- [SOURCE DATA]:

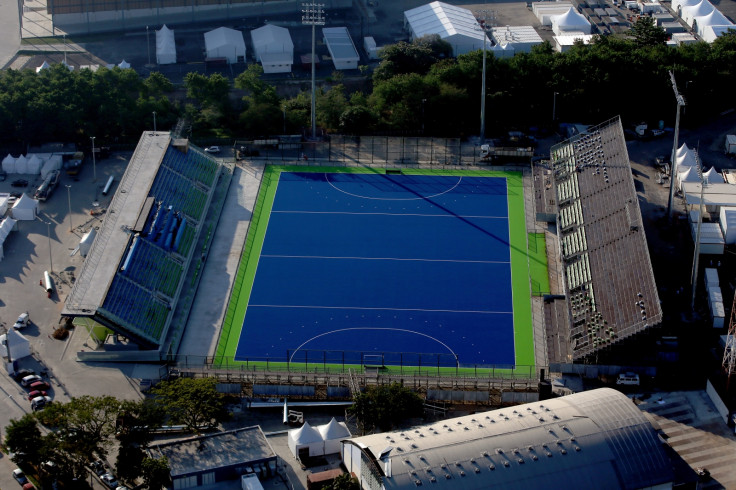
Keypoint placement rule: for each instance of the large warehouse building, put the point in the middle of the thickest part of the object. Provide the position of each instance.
(595, 439)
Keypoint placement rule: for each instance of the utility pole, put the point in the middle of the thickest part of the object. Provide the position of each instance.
(313, 14)
(673, 165)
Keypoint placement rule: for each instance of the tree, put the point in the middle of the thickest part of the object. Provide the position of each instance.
(193, 402)
(23, 437)
(344, 482)
(156, 473)
(386, 407)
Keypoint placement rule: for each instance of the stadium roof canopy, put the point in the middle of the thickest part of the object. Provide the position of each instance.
(135, 269)
(595, 439)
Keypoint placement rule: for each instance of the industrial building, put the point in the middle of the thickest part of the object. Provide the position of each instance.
(595, 439)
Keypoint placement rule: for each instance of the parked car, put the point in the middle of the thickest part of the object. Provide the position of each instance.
(22, 373)
(39, 386)
(23, 321)
(39, 402)
(19, 476)
(33, 394)
(109, 480)
(31, 378)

- [WHAT THE EXERCISE ASKS]:
Every record above should be written out again exactly; the pictures stay out of the copy.

- [WRITTEN SOLUTION]:
Keypoint placement rule: for each instance of the large warehouse building, put the point in the middle of the thickest part of the object. Provide the position of each instance.
(595, 439)
Keypoint placement rule: for each instance of the utility pole, put the point in the middle of the thickest part of the object. Provide the position of each instance.
(313, 14)
(673, 165)
Keypoint placement rule: for each instance of the tree, put the point in the middle of the thickest part of the object. Provide the position of each instance.
(193, 402)
(23, 437)
(344, 482)
(156, 473)
(386, 407)
Keypoint placement rule: for each instance of the stadium roof canopy, put the point in the middle of the thickest part of the object. Provide the position of each instance.
(135, 269)
(595, 439)
Keypoint placement rule: for each instance of the industrial building, put the point in the middle of the thickest part of the object. Provide the position of each instance.
(595, 439)
Keypoint placement rule: for each instance of the parked car, put the point in the middle of the thickest part of the object. Provide the position of each instance.
(22, 373)
(39, 386)
(23, 321)
(39, 402)
(19, 476)
(33, 394)
(109, 480)
(31, 378)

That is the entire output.